* [TASK DESCRIPTION]
Copy out every line of the items below word for word, including the coordinates.
==== GIVEN DATA ====
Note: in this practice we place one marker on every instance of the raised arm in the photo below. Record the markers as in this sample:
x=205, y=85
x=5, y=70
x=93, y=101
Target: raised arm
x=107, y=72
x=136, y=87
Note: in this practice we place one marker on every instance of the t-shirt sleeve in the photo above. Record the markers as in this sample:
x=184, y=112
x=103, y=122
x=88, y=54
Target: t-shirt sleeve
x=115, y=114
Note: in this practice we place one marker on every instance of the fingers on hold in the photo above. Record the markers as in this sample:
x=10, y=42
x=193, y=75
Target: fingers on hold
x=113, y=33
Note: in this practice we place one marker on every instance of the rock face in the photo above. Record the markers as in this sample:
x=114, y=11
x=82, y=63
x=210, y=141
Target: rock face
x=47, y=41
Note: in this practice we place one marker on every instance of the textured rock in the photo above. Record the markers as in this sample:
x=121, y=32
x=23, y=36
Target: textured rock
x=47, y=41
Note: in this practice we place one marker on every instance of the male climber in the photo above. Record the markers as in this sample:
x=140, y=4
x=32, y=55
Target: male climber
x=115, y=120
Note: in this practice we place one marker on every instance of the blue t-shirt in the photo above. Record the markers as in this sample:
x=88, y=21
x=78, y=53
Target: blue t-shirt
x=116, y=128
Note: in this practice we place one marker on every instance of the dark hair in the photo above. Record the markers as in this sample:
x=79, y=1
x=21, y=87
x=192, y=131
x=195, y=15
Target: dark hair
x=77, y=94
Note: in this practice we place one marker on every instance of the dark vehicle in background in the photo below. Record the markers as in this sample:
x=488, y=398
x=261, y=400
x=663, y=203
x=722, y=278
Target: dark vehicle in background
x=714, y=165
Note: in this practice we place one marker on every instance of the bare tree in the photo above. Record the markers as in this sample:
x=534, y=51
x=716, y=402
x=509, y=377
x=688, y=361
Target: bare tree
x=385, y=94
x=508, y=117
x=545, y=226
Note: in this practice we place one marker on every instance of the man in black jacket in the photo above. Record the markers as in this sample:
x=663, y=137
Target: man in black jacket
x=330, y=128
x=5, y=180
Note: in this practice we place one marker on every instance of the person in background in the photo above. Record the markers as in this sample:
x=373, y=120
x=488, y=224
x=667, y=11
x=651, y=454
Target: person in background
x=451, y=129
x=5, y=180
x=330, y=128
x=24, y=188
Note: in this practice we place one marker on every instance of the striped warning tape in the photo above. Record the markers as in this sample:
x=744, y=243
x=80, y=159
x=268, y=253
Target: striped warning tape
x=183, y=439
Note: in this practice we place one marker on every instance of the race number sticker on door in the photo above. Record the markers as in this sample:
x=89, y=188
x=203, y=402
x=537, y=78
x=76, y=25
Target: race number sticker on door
====
* [TASK RESULT]
Note: in this practice we place one marker on every instance of the raised arm in the photo below. Record the markers as in this sample:
x=205, y=85
x=5, y=70
x=93, y=101
Target: raised arm
x=107, y=72
x=136, y=87
Note: in this practice we place one marker on every instance of the t-shirt sleeve in the photo above. Record the markers as in this sample:
x=184, y=112
x=103, y=122
x=88, y=54
Target: t-shirt sleeve
x=115, y=114
Note: in this practice we place one marker on every instance of the fingers on hold in the photo above. Record the markers as in this sample:
x=10, y=42
x=193, y=75
Target: fingers on hold
x=113, y=33
Note: in this practice we place one marker on every instance of the rock face in the photo above. Record the markers as in this sample:
x=114, y=11
x=82, y=63
x=210, y=141
Target: rock face
x=47, y=41
Note: in this practice we place one marker on every instance of the textured rock in the photo above. Record the markers as in this sample:
x=121, y=32
x=23, y=36
Target: textured rock
x=47, y=41
Note: in this practice we place one marker on every instance of the male climber in the photo above. Record the markers as in this sample:
x=140, y=4
x=32, y=55
Target: male climber
x=115, y=120
Note: in this practice we place one marker on every instance of the blue t-shirt in the photo above. Record the markers as in this sample:
x=88, y=21
x=78, y=53
Target: blue t-shirt
x=116, y=128
Note: in this practice we place one marker on every instance of the dark hair in the photo above. Record the markers as in this sample:
x=79, y=1
x=21, y=87
x=192, y=131
x=195, y=15
Target: dark hair
x=77, y=94
Note: in this practice we place one marker on every instance of the dark vehicle in background in the photo below. Record the markers as in this sample:
x=488, y=398
x=261, y=400
x=663, y=203
x=722, y=278
Target: dark vehicle in background
x=714, y=165
Note: in this practice we place one marker on every instance of the bare tree in the photo above. Record the markers as in this sample:
x=534, y=51
x=716, y=402
x=509, y=377
x=688, y=361
Target: bare tree
x=385, y=94
x=508, y=117
x=545, y=226
Note: in this practice we place one marker on every instance of the man in black jacket in the photo above. Record the markers as in this sample:
x=663, y=137
Target: man in black jacket
x=330, y=128
x=5, y=180
Note: in this practice we place one marker on every instance of the person in background in the photo above. Record the markers as in this sample:
x=373, y=120
x=488, y=224
x=667, y=11
x=651, y=454
Target: person in background
x=451, y=129
x=5, y=180
x=330, y=128
x=24, y=188
Note: in this practice we place one marker on every instance of the striped warning tape in the photo above. Record the markers as in this sample:
x=744, y=243
x=80, y=159
x=268, y=253
Target: striped warning tape
x=183, y=439
Note: in this practice we place one marker on every instance of the race number sticker on door in the photo above. Record the markers as in this sample:
x=89, y=188
x=203, y=402
x=537, y=78
x=76, y=25
Target: race number sticker on door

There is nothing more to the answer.